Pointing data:
== == ==

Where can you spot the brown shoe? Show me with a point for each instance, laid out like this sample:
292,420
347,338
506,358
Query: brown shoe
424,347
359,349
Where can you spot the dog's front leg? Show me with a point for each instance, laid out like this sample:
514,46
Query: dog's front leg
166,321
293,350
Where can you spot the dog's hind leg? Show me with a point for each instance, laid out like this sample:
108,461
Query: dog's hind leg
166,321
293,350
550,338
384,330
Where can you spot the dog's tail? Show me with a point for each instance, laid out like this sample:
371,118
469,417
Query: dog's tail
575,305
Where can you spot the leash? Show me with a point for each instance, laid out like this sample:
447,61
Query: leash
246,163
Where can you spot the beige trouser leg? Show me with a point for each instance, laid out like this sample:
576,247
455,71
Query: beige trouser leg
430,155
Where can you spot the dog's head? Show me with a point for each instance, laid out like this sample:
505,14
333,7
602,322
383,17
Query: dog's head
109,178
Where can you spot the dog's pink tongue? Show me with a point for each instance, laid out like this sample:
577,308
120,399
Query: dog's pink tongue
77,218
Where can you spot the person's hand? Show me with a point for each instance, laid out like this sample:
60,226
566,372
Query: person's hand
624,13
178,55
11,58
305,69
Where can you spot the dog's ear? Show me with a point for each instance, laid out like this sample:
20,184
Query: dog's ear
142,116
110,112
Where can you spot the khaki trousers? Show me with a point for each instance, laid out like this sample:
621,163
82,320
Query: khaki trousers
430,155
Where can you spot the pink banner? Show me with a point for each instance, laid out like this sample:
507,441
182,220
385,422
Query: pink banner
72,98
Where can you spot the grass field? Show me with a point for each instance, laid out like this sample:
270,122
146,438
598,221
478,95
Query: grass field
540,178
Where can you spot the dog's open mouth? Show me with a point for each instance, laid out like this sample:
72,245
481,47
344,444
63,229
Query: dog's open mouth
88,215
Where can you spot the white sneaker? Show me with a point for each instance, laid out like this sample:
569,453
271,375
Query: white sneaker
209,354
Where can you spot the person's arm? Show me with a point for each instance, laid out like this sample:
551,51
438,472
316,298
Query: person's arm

== == ==

_Instructions to follow_
Copy all of the data above word for word, keeping every line as it stands.

_Completed exercise_
Where can you spot the brown shoe? Show me with a point for each instance, laid out like this sample:
292,420
347,338
506,358
Query: brown shoe
424,347
359,349
Where can you spot the dog's front leg? Show me with a point for each instance, laid out like this sample:
514,46
Query: dog's front leg
166,321
293,350
Where can you spot the dog's hind leg? Show me with a point for each instance, laid out like this sample:
108,461
Query: dog's hind leg
166,321
293,350
550,338
384,330
Where can you spot the dog's tail? Show me with a point for each instance, laid out like this sample:
371,118
469,417
Query: dog's tail
575,305
Where can you spot the leash? Show me with a point for each instance, laid out like this sample:
447,61
Query: leash
246,163
Where can you spot the beige trouser leg? Show me with a point for each instance, laid out like this sample:
576,247
455,71
Query: beige trouser leg
430,155
Where can you spot the dog's head? Show me with a point for each instance, laid out like this sample:
505,14
333,7
602,322
383,17
Query: dog's head
109,178
Where can you spot the dog's pink tongue? Show me with a point for each instance, laid out like this sample:
577,308
120,399
Query: dog's pink tongue
77,218
Where can you spot the person's hand? Show me with a point for each instance, laid out like this sample:
60,226
566,372
Query: person's hand
624,13
178,55
11,58
305,69
Where can you spot the dog's ear? Show me with a point for each instance, laid out like this sample:
20,184
Query: dog's ear
142,116
110,112
Where can you spot the khaki trousers? Show me with a point for each instance, laid out like this sample:
621,163
82,320
Query: khaki trousers
430,155
Where can you spot the pink banner? Show me with a point for each instance, laid out like this sample:
507,441
182,220
385,422
Query: pink banner
72,98
Where can you spot the grass field? Show me with a point for each instance, laid out like this sample:
270,122
146,438
598,221
478,95
Query: grass field
540,178
Where can you spot the dog's open mouth? Show me with a point for each instance, laid out like this sample:
72,245
481,47
344,444
63,229
Query: dog's open mouth
88,215
Where can you spot the white sneaker? Show me with a point for each instance, laid out like this sample:
569,453
271,375
Query: white sneaker
209,354
Where can you spot the person's arm? Show me with a point for each instance, laid out like this sample:
551,51
438,472
316,298
Query: person's arm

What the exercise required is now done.